= Polecenia =
#1 Przetłumacz na angielski to zdanie z fragmentu o filmie „Cristiada”: „Ona wzywa do nawrócenia, przemiany własnego życia i stanięcia twarzą w twarz z wyzwaniami, które stawia przed nami Bóg.”
#2 Kto według fragmentu o filmie „Cristiada” zarzuca temu filmowi brak klasyfikacji?
#3 Wypisz wszystko, z czym według fragmentu o filmie „Cristiada” ogląda się ten film.

„Cristiadę” ogląda się z wypiekami na twarzy, łzami w oczach i modlitwą na ustach. Ona wzywa do nawrócenia, przemiany własnego życia i stanięcia twarzą w twarz z wyzwaniami, które stawia przed nami Bóg. I nie ma się czemu dziwić. Ten film nie jest bowiem ani westernem, ani klasycznym filmem wojennym (brak takiej klasyfikacji zarzuca mu Łukasz Adamski), ale filmową wersją życiorysów świętych, które mają nie tyle bawić, zachwycać, ile skłaniać do przemiany życia. I to się, nawet jeśli zgodzić się z niektórych zarzutami warsztatowymi, temu filmowi udaje.

= Zapisane dane =
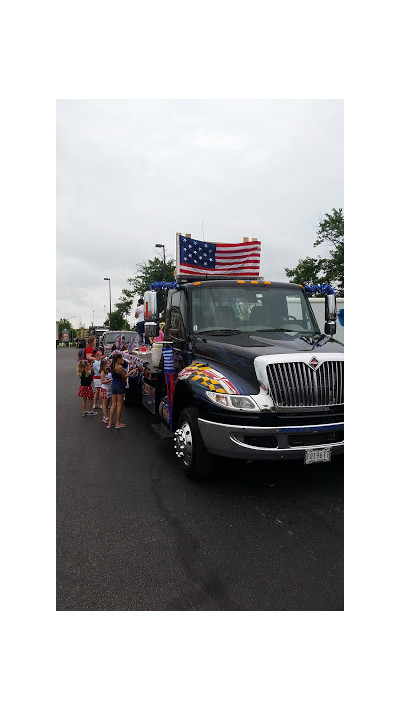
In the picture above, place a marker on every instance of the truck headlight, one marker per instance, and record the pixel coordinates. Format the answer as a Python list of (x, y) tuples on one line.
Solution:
[(232, 402)]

= Wyniki =
#1 It calls for conversion, for the transformation of one's own life, and for facing the challenges that God sets before us.

#2 Łukasz Adamski.

#3
- z wypiekami na twarzy
- ze łzami w oczach
- z modlitwą na ustach